JOB =
Rewrite the stretch from the start of the listing through the line containing "163 525 241 582", both ends included, with the requests kept unchanged. Adjust every bounding-box coordinate in the answers by -112.
┌─ RAW DATA
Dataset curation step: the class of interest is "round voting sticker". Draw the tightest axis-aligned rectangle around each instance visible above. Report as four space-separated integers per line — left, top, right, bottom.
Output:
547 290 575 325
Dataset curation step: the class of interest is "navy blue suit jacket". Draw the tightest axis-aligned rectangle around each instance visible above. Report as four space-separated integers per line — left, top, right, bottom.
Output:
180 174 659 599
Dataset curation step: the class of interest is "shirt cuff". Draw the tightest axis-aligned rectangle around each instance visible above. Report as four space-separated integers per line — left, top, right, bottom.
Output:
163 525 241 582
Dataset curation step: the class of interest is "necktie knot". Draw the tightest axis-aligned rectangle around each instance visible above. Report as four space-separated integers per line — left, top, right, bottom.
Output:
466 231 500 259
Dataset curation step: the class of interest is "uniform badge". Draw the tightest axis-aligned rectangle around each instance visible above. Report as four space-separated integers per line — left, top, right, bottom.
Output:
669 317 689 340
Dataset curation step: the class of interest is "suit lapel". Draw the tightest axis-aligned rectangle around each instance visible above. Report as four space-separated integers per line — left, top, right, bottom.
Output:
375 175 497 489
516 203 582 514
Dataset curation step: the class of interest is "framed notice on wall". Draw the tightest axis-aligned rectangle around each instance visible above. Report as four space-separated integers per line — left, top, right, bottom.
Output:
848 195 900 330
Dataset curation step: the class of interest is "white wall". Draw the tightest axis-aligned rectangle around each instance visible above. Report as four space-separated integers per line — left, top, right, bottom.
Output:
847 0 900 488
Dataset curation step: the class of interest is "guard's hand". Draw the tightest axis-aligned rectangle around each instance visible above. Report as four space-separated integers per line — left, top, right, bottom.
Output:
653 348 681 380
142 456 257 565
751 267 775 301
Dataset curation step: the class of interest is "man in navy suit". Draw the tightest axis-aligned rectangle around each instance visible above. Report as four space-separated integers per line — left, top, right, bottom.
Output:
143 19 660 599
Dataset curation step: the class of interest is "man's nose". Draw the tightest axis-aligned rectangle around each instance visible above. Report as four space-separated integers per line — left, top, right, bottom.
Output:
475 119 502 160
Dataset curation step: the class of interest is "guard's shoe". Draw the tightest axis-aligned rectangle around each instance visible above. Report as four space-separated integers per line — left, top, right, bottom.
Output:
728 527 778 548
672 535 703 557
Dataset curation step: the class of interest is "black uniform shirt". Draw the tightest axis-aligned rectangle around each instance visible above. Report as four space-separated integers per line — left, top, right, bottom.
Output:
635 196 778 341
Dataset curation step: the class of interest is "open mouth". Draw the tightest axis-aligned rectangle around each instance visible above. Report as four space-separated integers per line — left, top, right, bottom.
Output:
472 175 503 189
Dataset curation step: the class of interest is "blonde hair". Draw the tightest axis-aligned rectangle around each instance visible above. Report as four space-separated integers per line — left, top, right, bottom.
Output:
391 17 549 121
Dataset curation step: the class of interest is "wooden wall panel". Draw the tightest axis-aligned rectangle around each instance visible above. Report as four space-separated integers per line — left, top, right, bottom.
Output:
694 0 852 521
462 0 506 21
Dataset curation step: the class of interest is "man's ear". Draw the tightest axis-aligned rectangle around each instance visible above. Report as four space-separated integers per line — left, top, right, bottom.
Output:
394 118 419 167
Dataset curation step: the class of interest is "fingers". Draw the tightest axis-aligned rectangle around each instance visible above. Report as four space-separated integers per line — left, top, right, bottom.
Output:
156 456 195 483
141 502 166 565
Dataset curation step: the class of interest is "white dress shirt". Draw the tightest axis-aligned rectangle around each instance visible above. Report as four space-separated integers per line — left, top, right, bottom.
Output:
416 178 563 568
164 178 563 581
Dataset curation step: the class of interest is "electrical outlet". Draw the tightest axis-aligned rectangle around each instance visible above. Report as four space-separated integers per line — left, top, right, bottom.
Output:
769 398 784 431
└─
SOLVED EXERCISE =
Dataset curation step: the class of interest is "round voting sticker". Draw the tightest axis-aligned rectangle around each instance visible above. Report as four space-separated integers per line — left, top, right, bottom.
Output:
435 178 463 213
Dataset curation step: the class of interest is "navy blue suit jacket". Draw the tightest axis-aligned rectangle around each instance visible above. Report as four space-separated integers per line — left, top, right, bottom.
Output:
68 62 547 487
Dataset curation step: the class of interest is "shirt cuff". Draw the tightest axis-aligned rectangle around each instance visible above. Report as four space-separated integers per line — left, top, right, bottom.
Output:
51 413 129 470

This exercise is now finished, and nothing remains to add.